• _QUOTED PASSAGE_:
Last updated on: October 29, 2019 09:39 IST

In the first visit by a foreign delegation to Kashmir after the abrogation of Article 370, a group of 27 European lawmakers will travel there on Tuesday, a major diplomatic outreach by the government to counter Pakistan's narrative on the situation in the valley and to give them a 'clear view' of India's development and governance priorities.

Ahead of their two-day Kashmir visit, these Members of European Parliamentarians (MEPs) also met Prime Minister Narendra Modi, who categorically told them that an urgent action was needed against those supporting and sponsoring terrorism and asserted that there should be zero tolerance for terrorism.

The visit will provide them with a better understanding of the cultural and religious diversity of the regions of Jammu, Kashmir and Ladakh, Modi said and hoped that it will also give them a 'clear view' of the development and governance priorities in the region, according to an official release.

National Security Advisor Ajit Doval on Monday briefed these MEPs on cross-border terrorism emanating from Pakistan, constitutional changes made in the status of Jammu and Kashmir with the revocation of Article 370 and the situation in the Valley.

 

After the briefing, Doval hosted a lunch for the European lawmakers.

Those present also included some Kashmiri leaders, including former deputy chief minister of J&K Muzaffar Baig, former People's Democratic Party leader Altaf Bukhari, some newly-elected Block Development Council (BDC) members in the state as also Sandeep Chattoo, co-owner of Real Kashmir Football Club.

owever, the initiative was strongly criticised by opposition parties with the Congress attacking the government, saying while it is allowing MEPs to visit J&K but preventing Indian leaders from doing so which was an insult to India's democracy and 'ultimate disrespect' to its sovereignty.

Former chief minister Mehbooba Mufti, who is in detention, tweeted, 'Hope they get a chance to speak to the people, local media, doctors and civil society members. The iron curtain between Kashmir & the world needs to be lifted and GOI must be held accountable for pushing J&K into turmoil' while questioning Centre's decision not to allow United States senators.

• _DATASET EXTRACT_:
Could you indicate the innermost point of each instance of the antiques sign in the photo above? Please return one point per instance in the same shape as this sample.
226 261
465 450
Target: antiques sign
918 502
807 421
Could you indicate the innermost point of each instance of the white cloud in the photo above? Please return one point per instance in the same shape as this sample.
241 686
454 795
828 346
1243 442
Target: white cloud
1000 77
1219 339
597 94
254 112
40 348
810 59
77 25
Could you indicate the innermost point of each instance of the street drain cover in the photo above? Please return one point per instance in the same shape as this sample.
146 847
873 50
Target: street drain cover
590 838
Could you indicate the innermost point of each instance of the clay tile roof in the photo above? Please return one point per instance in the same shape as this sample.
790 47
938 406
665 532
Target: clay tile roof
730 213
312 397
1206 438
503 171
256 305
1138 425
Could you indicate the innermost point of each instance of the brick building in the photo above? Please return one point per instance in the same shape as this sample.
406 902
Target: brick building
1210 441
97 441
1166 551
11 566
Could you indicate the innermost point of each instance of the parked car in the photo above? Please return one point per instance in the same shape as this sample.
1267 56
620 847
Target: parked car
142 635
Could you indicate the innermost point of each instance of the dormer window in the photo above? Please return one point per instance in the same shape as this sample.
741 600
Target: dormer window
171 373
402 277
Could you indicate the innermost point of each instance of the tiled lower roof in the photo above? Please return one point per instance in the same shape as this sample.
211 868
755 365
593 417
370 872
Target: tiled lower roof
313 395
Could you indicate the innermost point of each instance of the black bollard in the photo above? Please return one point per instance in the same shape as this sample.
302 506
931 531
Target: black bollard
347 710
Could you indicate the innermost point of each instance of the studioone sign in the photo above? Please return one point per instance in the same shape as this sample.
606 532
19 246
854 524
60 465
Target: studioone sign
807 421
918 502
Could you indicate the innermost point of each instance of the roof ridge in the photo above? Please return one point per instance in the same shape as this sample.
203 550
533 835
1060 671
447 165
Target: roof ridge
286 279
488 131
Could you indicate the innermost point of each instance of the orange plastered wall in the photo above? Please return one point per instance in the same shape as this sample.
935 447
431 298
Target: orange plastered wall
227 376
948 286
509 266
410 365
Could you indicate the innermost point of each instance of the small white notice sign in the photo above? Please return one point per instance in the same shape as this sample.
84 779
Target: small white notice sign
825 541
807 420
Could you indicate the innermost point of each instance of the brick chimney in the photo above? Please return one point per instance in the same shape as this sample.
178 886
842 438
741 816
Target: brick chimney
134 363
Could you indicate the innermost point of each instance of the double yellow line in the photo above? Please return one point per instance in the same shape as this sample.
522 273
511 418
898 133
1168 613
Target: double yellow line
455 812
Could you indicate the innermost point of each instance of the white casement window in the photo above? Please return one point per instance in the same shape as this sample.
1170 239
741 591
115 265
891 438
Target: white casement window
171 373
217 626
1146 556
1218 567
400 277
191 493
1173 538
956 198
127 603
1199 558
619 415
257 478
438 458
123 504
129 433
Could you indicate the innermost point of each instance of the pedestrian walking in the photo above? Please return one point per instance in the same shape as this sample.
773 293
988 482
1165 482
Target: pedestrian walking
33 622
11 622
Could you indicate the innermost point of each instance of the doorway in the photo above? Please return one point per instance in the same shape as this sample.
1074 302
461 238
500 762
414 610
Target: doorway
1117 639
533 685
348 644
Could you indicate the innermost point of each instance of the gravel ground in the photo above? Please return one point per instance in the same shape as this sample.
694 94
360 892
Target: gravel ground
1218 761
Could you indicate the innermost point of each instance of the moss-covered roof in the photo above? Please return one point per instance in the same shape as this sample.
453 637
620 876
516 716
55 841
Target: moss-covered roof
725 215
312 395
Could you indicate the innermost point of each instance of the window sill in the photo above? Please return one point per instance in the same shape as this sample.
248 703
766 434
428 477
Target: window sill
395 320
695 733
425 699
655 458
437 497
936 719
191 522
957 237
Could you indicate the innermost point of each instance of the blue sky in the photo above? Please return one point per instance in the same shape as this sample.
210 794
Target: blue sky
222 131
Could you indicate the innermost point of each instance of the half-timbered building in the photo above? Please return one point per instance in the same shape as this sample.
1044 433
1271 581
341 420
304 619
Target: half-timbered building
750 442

• _TASKS TO COMPLETE_:
[A] Rewrite the part of the Kashmir visit report that opens with the words "In the first" and closes with "tolerance for terrorism.", changing "lawmakers" to "legislators".
[B] Continue the news report on the European lawmakers' Kashmir visit from where it stops.

• _ANSWERS BY TASK_:
[A]
In the first visit by a foreign delegation to Kashmir after the abrogation of Article 370, a group of 27 European legislators will travel there on Tuesday, a major diplomatic outreach by the government to counter Pakistan's narrative on the situation in the valley and to give them a 'clear view' of India's development and governance priorities.

Ahead of their two-day Kashmir visit, these Members of European Parliamentarians (MEPs) also met Prime Minister Narendra Modi, who categorically told them that an urgent action was needed against those supporting and sponsoring terrorism and asserted that there should be zero tolerance for terrorism.

[B]
Tweeting on behalf of Mehbooba Mufti, her family said, 'Won't be surprised if GOIs indulging in normalcy acrobatics again & orchestrating 'normalcy' certificates.'

Criticising the outreach, Bharatiya Janata Party MP Subramanian Swamy tweeted, 'I am surprised that the MEA has arranged for European Union MPs, in their private capacity (not EU's official delegation), to visit Kashmir area of J&K. This is a perversion of our national policy. I urge the government cancel this visit because it is immoral.'

This is the first visit by a foreign delegation to the valley after the government abrogated Article 370 in August and comes barely weeks after the European Parliament plenary debate on the situation in Kashmir, during which High Representative/Vice-President expressed concern over the situation there.

"We remain concerned about the situation on the ground, with its restrictions on fundamental freedoms. It is crucial that freedom of movement and means of communication are fully restored as well as access to all essential services.

"The High Representative conveyed these concerns to the Indian Minister for External Affairs Subrahmanyam Jaishankar, during their meeting in Brussels on 30 August,"said Tytti Tuppurainen, Finnish Minister for European Affairs on behalf of High Representative/Vice-President Federica Mogherini on September 18.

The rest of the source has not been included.